İncelenen metin:
╭──
BİYOLOJİ NEDİR?
Biyoloji ya da Diribilimi ,Yunanca“Bios
(yaşam)” ve“Logos (bilim)”kelimelerinin birleşmesi ile oluşmuş tüm canlıların
çevreleriyle ve birbirleriyle etkileşimlerini ,bu etkileşimlerinin nedenlerini
sonuçlarını ,canlıların doğumlarından ölümlerine kadar olan süreçleri inceleyen
ve araştıran bilim dalına denir.Bu işle uğraşan kimselere BİYOLOG veya
DİRİBİLİMCİ denir. Biyologlar, tüm canlıları; tüm gezegeni kaplayan küresel
boyuttan, hücre ve molekülleri kapsayan mikroskobik boyuta kadar onları
etkileyen önemli dinamik olaylarla birlikte inceleyen, biyoloji bilimiyle
uğraşan kişilerdir. Biyoloji biliminin tarihçesine bakacak olursak ;
Biyolojinin; botanik, zooloji ve tıp gibi birçok dalı eskidir. Ancak, bunları
tek bir kategori altında toplayan "biyoloji", ancak 19. yüzyılda
ortaya çıkmıştır. Biyoloji biliminin tarihçesine bakacak olursak Biyoloji
biliminin tek bir bilim olarak ortaya çıkması 19.yüzyılı bulmuş olsa da
biyolojik bilimlerden, tıp geleneklerinden, doğa tarihiyle olanların izleri
Greklere kadar gidebilir. Rönesans ve Keşif Çağı’nda deneyciliğin tekrar
yükselişte olması ,bilinen organizma sayısının artması ile biyolojik düşünce
gelişti. Andreas Vesalius, fizyolojide ki dikkatli gözlemin artmasını başlattı,
Carolus Linnaeus, Georges-Louis Leclerc, Comte de Buffon gibi insanlar hayatın
çeşitliliğini anlamak, fosil kayıtlarında bulunmak ve organizma davranışlarını
incelemek adına kavramsal çalışmalar başlattılar. Antoine Lavoisier ve diğer
fizikçiler, fiziksel ve kimyasal teorilerle hayvansal ve hayvansal olmayan
âlemleri birleştirmeye başladı. 19. yüzyıla doğru gidildikçe, Alexander von
Humboldt gibi kâşif-doğacılar, organizmaların aralarındaki ilişkileri ve bu
ilişkilerin bulundukları ortama göre nasıl farklılık gösterdiklerini
inceleyerek biyocoğrafya, ekoloji ve etoloji gibi bilim dallarını başlattı.
Çoğu doğacılar, organizmaların değişmediği fikrini reddetmeye başlayıp soy
tükenmesi ve türlerin değişebilmesi gibi fikirlere sıcak bakmaya başladı.
╰──
Göreviniz: Biyolojinin ne olduğunu ve tarihçesini anlatan yukarıdaki metni kaldığı yerden alıp birkaç cümleyle sürdürün.

(Çıkarılan kayıtlar)
╭──
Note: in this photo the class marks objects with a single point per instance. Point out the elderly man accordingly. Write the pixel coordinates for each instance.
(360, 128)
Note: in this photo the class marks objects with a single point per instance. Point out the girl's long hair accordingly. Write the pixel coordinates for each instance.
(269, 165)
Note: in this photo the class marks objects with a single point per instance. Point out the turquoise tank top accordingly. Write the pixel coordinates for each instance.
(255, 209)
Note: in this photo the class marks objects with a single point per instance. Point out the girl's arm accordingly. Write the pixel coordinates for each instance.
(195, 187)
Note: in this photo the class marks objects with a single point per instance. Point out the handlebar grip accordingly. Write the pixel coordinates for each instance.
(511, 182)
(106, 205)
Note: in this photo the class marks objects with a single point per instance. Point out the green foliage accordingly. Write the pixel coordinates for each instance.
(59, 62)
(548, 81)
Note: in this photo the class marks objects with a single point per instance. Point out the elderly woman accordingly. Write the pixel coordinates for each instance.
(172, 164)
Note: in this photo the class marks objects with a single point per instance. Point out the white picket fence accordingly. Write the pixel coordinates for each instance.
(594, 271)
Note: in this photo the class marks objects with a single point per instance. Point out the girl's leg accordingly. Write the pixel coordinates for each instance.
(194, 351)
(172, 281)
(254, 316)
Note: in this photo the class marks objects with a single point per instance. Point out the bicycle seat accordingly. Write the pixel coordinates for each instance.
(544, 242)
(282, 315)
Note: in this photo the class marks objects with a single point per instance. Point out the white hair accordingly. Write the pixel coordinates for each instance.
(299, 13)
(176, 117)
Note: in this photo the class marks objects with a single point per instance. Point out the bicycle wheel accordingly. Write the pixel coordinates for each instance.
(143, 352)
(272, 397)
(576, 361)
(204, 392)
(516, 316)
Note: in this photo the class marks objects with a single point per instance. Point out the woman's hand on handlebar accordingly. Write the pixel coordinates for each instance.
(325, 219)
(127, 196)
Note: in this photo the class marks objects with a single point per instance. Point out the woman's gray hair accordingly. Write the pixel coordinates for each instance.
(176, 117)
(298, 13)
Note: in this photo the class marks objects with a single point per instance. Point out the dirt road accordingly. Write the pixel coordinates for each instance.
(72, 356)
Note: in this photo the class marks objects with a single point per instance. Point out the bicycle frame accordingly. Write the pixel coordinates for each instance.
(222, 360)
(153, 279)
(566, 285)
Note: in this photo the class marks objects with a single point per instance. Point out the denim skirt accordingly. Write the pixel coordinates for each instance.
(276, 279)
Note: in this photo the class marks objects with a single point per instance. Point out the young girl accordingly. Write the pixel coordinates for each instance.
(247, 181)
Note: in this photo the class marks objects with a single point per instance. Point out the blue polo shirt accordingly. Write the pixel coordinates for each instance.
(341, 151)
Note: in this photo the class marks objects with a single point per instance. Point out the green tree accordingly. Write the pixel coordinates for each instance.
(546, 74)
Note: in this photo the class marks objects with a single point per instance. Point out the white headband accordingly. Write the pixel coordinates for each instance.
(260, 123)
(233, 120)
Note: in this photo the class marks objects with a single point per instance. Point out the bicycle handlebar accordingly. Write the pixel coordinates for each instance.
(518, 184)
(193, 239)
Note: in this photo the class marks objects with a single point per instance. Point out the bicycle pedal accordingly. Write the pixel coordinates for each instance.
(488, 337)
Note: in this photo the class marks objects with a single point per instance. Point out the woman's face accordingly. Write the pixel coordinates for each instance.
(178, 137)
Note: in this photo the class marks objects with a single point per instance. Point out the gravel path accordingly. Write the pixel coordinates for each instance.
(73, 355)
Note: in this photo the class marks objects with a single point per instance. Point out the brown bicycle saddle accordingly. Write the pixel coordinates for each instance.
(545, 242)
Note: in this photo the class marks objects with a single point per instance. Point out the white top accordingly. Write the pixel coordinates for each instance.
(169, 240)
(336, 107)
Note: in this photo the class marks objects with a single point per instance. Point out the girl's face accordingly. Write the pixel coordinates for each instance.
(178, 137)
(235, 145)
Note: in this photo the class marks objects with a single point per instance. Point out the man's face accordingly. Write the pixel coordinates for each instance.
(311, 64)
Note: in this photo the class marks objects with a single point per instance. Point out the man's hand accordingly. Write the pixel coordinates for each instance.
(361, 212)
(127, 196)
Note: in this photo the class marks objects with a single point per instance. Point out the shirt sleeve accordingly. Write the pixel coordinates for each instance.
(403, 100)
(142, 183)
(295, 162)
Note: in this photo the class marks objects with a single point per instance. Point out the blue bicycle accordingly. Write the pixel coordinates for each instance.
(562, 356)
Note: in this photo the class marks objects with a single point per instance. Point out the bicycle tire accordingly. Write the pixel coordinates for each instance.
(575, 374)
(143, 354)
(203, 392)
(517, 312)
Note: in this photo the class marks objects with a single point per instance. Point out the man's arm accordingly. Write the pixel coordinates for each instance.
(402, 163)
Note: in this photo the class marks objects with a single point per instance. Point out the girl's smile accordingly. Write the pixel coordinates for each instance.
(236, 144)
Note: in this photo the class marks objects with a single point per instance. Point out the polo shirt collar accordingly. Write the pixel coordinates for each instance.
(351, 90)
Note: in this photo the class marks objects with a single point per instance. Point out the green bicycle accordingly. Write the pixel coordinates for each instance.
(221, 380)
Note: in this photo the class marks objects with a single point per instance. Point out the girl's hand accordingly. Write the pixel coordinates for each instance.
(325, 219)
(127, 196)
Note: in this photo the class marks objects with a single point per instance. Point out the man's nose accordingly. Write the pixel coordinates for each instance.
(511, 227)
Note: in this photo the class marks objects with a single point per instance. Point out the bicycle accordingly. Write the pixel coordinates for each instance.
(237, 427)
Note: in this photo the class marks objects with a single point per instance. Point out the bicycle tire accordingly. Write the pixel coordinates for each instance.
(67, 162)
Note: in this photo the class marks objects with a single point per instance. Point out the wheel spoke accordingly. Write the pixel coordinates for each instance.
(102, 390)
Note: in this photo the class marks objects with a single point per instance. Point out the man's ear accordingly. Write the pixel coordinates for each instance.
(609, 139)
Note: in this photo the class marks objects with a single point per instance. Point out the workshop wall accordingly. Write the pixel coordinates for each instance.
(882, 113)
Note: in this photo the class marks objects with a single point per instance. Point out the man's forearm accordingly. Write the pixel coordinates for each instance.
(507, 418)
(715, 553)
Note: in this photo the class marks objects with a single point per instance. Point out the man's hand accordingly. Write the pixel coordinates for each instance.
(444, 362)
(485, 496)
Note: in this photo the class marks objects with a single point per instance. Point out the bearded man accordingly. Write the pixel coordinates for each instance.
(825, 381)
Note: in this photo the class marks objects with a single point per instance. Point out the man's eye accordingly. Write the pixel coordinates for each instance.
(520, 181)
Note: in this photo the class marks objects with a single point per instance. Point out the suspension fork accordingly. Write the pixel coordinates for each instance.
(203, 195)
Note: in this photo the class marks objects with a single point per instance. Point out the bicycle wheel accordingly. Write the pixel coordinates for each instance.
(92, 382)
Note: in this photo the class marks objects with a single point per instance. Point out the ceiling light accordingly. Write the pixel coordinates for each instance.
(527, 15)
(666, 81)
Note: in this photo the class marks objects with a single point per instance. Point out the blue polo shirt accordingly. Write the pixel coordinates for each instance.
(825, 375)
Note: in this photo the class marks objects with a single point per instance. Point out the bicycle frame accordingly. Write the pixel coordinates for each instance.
╰──
Cevap alanı:
Embriyoloji ve paleontoloji gibi yeni alanlarla bu tarz tutumlar birleşince
Charles Darwin'in doğal seleksiyon yoluyla meydana gelen evrim teorisi ortaya
çıktı. 19. yüzyılın sonu; hayatın kaynağı ve hastalıklara mikroorganizmaların
neden olması konularında tartışmalar, sitoloji, bakterioloji ve fizyolojik
kimya gibi alanlara şahitlik yaptı. Ancak yine de kalıtım konusu tamamıyla bir
gizemdi. 20. yüzyılın başında, Gregor Mendel'in çalışmaları, Thomas Hunt Morgan
ve öğrencileri tarafından genetiğin hızla gelişmesini sağladı. 1930'lara
gelindiğinde nüfus genetiği ve doğal seleksiyonun birleşimi, modern evrim
sentezinin ve evrim biyolojisinin ortaya çıkmasını sağladı. Özellikle de James
D. Watson'la Francis Crick'in DNA'yı 1953'te keşfetmesinin ardından birçok dal
gelişti. Genetik kodun kırılmasının ve merkezi dogmanın (central dogma)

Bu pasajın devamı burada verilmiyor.